» Given task
Copy out the listing below line for line, omitting the pictures.

» Source data

'''

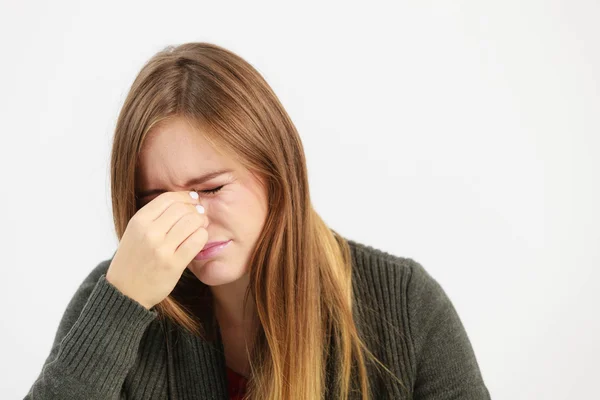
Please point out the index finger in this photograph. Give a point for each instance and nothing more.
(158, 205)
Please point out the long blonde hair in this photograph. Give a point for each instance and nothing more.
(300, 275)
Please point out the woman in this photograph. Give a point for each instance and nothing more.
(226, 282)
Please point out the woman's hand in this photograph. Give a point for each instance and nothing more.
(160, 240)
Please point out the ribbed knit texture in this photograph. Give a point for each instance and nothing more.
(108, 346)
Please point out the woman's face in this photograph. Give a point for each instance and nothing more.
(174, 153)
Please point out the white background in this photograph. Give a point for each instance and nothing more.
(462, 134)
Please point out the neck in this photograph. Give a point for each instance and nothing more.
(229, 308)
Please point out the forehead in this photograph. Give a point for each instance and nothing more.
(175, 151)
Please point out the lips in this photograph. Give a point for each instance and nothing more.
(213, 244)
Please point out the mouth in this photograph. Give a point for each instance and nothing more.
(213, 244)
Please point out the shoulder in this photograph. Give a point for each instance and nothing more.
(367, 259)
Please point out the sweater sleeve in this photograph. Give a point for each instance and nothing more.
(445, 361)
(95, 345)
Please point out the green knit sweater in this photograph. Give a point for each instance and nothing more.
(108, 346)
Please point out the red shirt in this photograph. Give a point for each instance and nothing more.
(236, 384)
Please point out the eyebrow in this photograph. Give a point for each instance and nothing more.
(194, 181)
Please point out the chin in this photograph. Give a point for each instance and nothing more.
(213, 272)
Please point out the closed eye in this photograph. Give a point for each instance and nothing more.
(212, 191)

'''

» Correct output
Please point out the index finger in this photograph. Give a point for each instance and nothing more.
(158, 205)
Please point out the long blonde hair in this photograph. Give a point for each instance and nothing more.
(300, 275)
Please point out the woman in this photograph. Give a point for each instance and nothing more.
(226, 282)
Please point out the woman's hand in this photograph. Give a point for each instance and nothing more.
(160, 240)
Please point out the ribbed knit texture in this photograph. Give a point for each instance and nothing more.
(108, 346)
Please point out the woman's face in this photograph. Give a point for each instance and nothing more.
(174, 153)
Please point out the white background in this photograph. Give a point for each instance and nothing more.
(462, 134)
Please point out the neck in this photograph. Give a point for each instance and nothing more.
(229, 308)
Please point out the forehead in this photograph. Give a point for each instance and nothing more.
(175, 151)
Please point out the lips in this photograph. Give a point for each instance and nothing more.
(213, 244)
Please point out the mouth in this photograph. Give a point for each instance and nothing more.
(213, 244)
Please point out the shoulder in this photograph. Give a point for each instance and nothing more.
(367, 259)
Please point out the sweater sleeve in this photograph. Give a point for each instance and nothing more.
(445, 361)
(95, 345)
Please point out the green knit sweater in this photograph. Give a point for each instance and nothing more.
(108, 346)
Please point out the red shirt in this photograph. Give a point for each instance and nothing more.
(236, 384)
Please point out the eyebrow in this photograph. Give a point for each instance and nothing more.
(194, 181)
Please point out the chin in this photograph. Give a point for each instance and nothing more.
(213, 272)
Please point out the closed eye in this photograph. Give a point for each instance and nothing more.
(212, 191)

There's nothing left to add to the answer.